## Exercise aim
Go over the entries below line by line, copying each one that contains the word "tree".

## Data for review
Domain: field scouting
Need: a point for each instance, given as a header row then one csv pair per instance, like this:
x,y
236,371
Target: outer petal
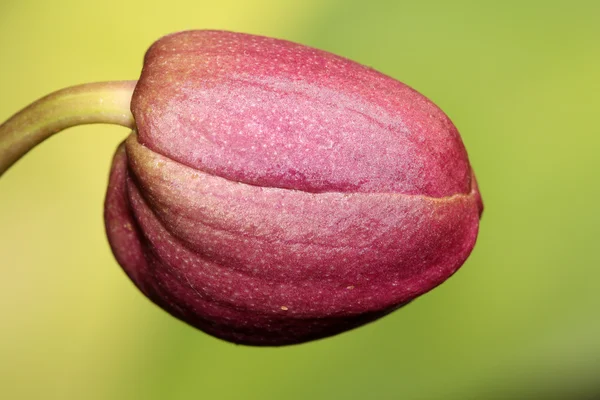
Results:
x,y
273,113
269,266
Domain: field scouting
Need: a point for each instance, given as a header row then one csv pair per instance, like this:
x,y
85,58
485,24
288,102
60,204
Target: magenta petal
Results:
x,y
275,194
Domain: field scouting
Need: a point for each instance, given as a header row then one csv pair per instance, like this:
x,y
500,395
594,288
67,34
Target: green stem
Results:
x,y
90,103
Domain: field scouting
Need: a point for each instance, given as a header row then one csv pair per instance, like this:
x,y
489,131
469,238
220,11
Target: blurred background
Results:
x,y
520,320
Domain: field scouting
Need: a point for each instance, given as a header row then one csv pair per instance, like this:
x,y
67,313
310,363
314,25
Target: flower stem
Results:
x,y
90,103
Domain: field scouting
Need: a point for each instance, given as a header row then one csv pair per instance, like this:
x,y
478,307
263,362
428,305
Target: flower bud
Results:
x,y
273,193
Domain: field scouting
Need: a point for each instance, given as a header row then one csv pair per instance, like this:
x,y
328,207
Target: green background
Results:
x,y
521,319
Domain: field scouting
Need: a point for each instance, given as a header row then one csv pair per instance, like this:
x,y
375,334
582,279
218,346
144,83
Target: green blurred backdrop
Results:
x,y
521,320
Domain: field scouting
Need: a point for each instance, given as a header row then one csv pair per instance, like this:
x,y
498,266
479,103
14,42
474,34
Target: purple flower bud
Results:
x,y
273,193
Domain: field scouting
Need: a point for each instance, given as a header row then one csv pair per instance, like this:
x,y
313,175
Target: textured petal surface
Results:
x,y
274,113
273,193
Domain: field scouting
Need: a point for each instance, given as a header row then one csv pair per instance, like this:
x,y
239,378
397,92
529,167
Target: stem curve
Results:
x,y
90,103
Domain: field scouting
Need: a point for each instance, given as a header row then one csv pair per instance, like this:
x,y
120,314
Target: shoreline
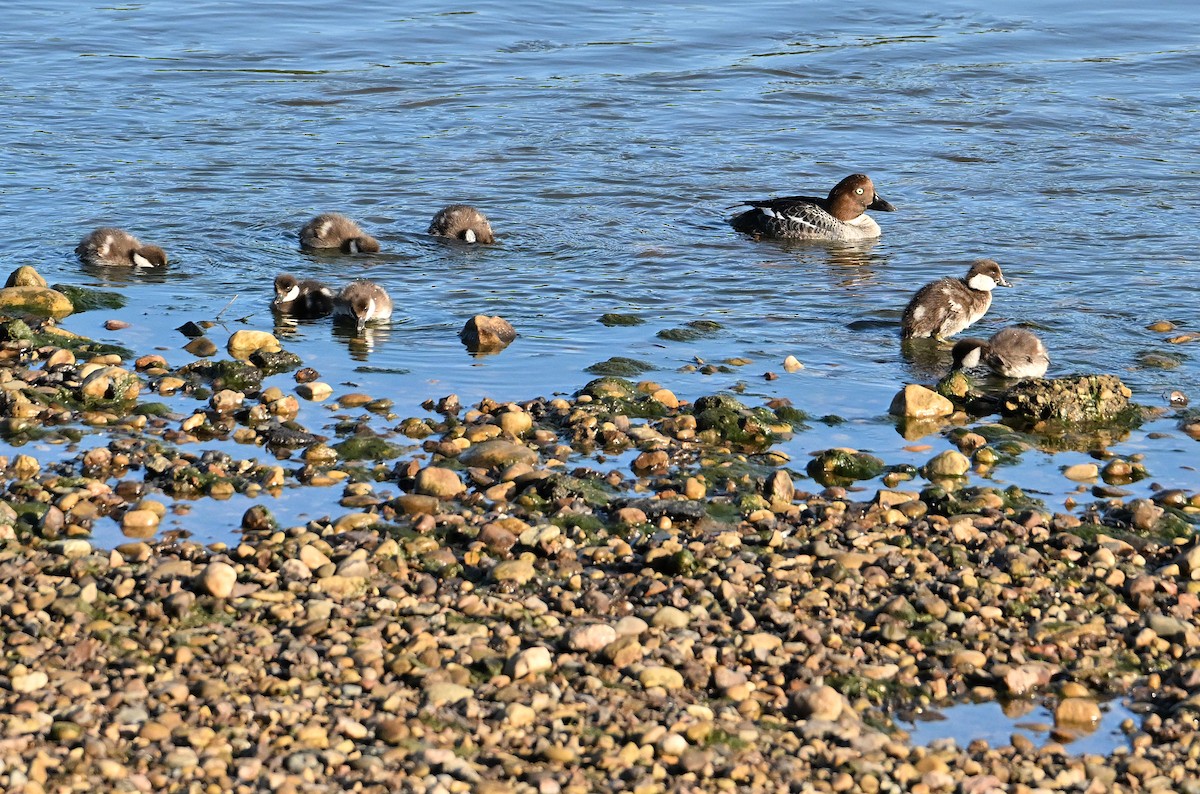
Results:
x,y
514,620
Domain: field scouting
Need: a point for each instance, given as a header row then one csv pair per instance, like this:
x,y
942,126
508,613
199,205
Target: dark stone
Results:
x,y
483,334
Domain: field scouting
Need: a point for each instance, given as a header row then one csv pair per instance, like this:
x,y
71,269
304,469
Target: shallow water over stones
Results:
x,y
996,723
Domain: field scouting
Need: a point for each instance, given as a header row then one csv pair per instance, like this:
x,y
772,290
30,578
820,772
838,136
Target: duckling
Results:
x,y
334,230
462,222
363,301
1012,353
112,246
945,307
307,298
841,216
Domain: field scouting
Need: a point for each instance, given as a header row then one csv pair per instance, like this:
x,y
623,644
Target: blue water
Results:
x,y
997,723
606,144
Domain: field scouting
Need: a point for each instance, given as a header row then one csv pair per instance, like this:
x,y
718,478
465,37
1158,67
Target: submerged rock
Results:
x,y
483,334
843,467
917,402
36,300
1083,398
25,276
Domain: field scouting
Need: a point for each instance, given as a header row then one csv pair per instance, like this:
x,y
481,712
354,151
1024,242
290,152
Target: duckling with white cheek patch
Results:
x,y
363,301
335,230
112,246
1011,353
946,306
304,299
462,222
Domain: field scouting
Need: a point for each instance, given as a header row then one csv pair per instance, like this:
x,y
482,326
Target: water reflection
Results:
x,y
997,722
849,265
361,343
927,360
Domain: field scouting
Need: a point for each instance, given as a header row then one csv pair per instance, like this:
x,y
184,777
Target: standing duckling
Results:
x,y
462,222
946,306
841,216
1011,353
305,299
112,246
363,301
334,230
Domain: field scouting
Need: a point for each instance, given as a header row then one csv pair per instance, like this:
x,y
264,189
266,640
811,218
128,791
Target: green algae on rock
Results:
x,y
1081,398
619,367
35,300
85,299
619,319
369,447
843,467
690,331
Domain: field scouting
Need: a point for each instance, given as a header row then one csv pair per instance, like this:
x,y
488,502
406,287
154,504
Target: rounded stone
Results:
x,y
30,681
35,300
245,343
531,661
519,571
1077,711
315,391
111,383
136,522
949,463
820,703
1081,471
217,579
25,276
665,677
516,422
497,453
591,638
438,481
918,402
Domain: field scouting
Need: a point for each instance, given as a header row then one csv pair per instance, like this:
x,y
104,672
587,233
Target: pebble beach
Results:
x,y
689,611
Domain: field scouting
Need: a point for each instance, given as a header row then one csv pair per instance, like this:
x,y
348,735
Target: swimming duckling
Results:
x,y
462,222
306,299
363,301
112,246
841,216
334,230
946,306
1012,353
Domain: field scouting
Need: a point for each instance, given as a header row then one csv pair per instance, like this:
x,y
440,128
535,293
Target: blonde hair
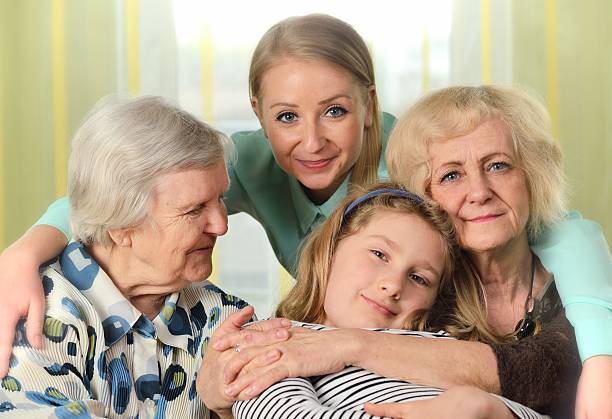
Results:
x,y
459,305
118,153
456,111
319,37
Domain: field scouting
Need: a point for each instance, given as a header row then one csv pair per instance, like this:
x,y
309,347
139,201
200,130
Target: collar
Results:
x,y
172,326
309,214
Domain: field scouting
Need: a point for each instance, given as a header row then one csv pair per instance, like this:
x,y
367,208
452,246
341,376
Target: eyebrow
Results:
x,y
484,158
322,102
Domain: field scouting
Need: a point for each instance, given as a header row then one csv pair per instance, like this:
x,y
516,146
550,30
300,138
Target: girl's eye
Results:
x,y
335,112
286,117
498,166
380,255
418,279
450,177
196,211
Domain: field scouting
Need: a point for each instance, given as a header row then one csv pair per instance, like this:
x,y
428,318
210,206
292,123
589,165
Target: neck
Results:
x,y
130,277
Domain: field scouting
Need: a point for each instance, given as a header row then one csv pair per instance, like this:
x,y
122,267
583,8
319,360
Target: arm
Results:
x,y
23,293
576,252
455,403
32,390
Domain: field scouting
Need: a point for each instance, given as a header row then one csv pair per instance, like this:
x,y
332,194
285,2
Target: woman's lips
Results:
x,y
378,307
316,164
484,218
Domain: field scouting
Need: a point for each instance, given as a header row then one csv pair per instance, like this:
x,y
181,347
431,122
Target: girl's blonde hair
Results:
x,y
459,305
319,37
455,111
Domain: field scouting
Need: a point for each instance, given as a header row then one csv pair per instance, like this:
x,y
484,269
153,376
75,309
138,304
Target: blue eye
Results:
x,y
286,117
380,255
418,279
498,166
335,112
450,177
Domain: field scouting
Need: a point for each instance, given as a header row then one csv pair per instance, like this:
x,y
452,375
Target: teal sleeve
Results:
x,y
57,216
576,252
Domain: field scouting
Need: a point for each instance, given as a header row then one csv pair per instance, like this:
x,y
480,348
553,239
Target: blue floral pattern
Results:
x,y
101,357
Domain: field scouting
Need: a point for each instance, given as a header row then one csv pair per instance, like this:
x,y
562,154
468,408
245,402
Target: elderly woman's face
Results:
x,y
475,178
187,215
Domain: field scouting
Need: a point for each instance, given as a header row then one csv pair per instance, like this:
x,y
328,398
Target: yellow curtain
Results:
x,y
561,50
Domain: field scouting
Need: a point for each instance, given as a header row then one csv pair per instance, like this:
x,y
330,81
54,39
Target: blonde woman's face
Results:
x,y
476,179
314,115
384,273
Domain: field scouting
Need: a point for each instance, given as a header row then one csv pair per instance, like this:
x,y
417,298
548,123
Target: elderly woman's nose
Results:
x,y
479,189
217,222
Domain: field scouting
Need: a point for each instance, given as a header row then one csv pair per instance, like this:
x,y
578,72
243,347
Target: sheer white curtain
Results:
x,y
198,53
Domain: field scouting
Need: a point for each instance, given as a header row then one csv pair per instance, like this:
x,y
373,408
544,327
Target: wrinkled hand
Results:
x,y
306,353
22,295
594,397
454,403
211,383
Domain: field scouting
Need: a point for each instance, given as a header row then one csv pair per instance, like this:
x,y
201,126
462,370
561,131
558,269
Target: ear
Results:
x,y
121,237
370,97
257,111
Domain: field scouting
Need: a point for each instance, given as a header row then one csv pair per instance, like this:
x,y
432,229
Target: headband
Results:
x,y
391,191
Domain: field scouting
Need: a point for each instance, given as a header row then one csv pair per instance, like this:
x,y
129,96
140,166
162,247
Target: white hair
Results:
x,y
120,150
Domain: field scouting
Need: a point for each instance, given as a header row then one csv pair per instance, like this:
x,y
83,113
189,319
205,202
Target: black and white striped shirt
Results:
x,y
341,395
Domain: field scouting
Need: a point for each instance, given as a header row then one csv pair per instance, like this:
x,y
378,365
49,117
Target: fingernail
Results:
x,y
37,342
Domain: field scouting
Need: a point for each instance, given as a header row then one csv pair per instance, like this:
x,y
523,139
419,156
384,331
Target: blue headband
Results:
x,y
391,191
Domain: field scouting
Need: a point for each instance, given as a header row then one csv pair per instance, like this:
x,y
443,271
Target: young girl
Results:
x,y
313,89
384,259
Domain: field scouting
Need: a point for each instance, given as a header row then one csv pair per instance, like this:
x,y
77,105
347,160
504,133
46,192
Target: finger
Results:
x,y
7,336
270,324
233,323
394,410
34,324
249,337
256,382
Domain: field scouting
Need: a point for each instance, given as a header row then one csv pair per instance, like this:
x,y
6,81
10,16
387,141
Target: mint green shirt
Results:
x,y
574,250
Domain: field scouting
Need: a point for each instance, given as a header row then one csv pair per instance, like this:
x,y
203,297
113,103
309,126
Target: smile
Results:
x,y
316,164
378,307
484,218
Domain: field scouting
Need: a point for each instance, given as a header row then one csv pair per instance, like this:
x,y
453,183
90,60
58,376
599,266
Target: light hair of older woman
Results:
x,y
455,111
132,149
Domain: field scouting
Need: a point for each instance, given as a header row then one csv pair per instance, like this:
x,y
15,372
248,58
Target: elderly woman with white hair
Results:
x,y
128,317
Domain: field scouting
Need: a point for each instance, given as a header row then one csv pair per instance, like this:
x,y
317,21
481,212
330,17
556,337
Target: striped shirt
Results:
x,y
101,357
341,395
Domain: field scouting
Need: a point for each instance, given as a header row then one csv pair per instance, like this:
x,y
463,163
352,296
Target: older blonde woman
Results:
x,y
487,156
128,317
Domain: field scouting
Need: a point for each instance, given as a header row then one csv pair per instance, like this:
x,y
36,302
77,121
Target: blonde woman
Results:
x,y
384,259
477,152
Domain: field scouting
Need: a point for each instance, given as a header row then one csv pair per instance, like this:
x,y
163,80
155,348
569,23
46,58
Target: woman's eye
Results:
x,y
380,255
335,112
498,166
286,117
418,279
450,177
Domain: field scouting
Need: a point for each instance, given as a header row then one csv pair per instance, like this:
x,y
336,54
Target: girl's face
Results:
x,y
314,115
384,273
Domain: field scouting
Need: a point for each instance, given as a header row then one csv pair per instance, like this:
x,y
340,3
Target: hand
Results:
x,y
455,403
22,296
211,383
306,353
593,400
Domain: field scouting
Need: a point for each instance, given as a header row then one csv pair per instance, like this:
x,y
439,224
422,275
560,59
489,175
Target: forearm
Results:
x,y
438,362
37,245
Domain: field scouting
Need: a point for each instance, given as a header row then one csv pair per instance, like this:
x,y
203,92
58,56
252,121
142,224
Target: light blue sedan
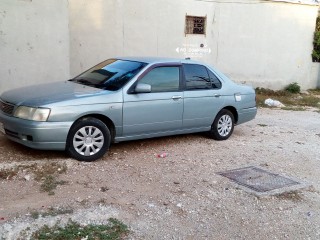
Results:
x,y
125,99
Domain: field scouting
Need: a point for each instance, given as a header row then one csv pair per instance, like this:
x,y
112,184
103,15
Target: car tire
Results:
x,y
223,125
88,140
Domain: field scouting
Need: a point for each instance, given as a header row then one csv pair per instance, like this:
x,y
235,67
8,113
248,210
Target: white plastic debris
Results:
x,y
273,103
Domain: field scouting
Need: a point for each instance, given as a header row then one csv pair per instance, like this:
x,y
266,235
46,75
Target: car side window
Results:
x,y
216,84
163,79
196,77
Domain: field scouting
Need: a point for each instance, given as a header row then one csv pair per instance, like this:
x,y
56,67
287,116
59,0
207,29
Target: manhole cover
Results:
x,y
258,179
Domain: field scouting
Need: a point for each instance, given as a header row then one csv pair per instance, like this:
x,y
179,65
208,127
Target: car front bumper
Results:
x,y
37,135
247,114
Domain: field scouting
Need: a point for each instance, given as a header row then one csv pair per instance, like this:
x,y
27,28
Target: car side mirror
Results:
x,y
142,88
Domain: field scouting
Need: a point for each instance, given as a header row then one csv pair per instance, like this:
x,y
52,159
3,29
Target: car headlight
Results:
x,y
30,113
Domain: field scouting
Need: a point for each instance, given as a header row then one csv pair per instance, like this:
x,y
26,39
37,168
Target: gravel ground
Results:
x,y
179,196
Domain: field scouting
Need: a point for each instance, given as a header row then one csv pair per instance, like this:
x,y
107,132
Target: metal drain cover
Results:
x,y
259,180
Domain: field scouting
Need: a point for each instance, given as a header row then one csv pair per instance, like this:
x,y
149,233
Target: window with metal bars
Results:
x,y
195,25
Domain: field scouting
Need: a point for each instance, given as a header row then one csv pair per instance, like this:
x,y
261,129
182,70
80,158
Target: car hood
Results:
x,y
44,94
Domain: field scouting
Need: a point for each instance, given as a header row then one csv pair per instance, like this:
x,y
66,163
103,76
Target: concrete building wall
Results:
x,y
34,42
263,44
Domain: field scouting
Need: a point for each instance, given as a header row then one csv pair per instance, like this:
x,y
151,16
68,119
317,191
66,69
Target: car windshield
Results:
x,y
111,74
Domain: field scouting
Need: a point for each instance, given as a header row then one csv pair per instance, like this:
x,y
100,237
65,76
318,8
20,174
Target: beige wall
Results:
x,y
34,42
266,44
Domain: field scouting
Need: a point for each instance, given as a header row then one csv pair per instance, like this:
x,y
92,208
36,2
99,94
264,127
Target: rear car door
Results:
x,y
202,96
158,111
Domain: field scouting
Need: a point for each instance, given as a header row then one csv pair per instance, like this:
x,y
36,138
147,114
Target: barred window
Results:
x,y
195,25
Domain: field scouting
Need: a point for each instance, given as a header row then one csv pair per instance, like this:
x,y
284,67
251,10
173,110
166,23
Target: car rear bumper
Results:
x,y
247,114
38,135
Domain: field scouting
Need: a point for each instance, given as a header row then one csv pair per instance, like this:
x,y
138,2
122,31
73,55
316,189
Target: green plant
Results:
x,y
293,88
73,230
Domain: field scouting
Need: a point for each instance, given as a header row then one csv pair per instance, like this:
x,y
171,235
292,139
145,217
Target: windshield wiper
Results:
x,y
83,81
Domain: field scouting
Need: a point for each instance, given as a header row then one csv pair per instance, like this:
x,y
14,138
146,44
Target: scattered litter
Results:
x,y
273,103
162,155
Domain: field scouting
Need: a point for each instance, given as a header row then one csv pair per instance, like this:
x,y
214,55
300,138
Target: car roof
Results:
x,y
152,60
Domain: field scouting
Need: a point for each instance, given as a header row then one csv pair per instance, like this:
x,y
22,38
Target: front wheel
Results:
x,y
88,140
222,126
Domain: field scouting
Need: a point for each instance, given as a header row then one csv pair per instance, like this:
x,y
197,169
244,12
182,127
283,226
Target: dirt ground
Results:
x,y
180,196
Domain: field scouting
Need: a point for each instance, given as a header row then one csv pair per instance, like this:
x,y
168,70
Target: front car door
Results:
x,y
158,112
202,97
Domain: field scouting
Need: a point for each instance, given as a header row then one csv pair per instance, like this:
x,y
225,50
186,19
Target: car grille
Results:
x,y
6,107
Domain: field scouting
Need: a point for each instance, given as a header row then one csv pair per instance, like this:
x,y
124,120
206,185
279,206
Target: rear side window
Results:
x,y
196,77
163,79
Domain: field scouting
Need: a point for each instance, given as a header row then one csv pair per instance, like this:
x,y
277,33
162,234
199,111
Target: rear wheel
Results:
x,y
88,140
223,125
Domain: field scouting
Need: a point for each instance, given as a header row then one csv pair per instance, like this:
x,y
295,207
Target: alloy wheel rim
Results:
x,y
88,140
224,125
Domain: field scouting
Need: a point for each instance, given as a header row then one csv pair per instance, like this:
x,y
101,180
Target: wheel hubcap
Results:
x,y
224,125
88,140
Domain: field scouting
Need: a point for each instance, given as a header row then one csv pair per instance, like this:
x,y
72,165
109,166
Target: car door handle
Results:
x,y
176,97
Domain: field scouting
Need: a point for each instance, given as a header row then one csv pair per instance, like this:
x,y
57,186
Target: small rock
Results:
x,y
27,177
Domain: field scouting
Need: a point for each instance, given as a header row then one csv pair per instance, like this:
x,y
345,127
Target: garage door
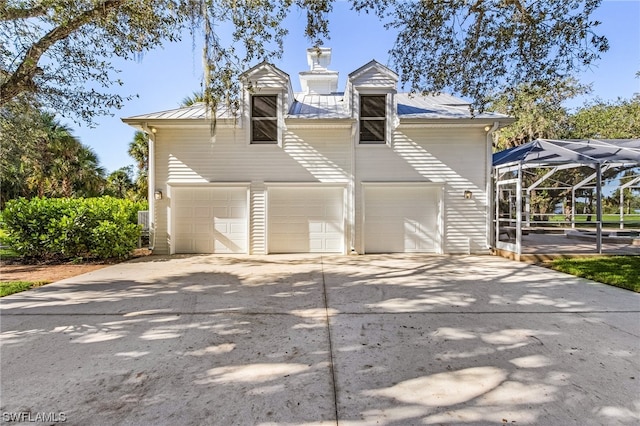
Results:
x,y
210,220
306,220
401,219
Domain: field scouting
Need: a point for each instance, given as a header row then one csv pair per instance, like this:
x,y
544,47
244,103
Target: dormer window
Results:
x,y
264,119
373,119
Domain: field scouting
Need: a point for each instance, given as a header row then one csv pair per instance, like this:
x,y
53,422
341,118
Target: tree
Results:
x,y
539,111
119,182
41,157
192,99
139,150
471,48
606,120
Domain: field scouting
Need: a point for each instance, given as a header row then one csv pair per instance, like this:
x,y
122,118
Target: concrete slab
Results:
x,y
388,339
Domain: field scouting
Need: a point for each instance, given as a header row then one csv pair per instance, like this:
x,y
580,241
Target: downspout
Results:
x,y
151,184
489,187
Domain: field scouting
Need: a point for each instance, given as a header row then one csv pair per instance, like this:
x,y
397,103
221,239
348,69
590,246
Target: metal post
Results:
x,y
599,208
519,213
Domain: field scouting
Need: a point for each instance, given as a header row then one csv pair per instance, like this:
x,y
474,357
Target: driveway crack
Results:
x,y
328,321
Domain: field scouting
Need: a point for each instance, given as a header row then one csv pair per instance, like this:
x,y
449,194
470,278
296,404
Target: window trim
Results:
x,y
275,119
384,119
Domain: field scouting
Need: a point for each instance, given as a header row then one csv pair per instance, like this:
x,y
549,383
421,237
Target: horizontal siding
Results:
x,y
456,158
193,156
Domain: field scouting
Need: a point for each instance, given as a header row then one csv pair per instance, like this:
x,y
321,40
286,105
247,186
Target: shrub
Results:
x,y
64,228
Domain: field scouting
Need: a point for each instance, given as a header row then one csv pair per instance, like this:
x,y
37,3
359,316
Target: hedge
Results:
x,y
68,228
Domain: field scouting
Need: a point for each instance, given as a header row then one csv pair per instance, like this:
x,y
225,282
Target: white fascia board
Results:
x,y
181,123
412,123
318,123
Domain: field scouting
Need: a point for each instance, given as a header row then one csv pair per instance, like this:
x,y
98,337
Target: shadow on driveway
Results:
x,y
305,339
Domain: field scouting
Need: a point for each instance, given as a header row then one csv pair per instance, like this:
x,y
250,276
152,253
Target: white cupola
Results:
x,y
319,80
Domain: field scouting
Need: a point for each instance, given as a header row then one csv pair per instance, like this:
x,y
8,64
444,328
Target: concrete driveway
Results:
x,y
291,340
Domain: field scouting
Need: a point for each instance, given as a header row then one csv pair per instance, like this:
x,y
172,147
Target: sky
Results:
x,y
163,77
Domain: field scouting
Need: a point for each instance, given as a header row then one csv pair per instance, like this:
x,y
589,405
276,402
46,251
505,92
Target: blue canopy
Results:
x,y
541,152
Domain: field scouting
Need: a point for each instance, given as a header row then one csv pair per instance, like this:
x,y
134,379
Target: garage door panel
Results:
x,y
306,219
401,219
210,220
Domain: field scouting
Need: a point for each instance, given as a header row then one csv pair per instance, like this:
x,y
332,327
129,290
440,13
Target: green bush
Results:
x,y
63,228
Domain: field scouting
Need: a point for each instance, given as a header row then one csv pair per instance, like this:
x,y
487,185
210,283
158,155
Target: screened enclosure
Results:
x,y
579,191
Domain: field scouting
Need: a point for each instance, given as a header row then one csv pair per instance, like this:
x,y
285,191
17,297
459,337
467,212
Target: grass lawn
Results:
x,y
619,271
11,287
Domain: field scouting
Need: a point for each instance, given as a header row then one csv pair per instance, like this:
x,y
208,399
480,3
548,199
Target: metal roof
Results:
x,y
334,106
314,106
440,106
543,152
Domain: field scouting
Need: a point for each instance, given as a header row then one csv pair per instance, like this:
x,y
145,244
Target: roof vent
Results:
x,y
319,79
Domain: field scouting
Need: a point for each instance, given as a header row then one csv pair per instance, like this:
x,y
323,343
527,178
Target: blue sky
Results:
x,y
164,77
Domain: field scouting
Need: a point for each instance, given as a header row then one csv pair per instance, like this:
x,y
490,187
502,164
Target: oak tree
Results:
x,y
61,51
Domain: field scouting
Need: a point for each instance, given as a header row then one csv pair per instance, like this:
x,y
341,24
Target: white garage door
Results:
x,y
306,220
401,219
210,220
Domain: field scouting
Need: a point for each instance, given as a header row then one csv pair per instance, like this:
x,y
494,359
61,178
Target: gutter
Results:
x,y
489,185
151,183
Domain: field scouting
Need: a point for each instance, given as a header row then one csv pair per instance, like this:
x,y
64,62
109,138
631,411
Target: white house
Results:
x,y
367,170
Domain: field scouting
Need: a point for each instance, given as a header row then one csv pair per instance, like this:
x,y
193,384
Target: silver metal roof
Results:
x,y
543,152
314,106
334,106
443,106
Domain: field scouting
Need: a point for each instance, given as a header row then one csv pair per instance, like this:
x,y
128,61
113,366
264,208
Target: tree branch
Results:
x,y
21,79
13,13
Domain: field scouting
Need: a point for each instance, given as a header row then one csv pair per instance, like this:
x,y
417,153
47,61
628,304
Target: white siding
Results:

## Solution for this task
Target: tree
Target: oak tree
Target: tree branch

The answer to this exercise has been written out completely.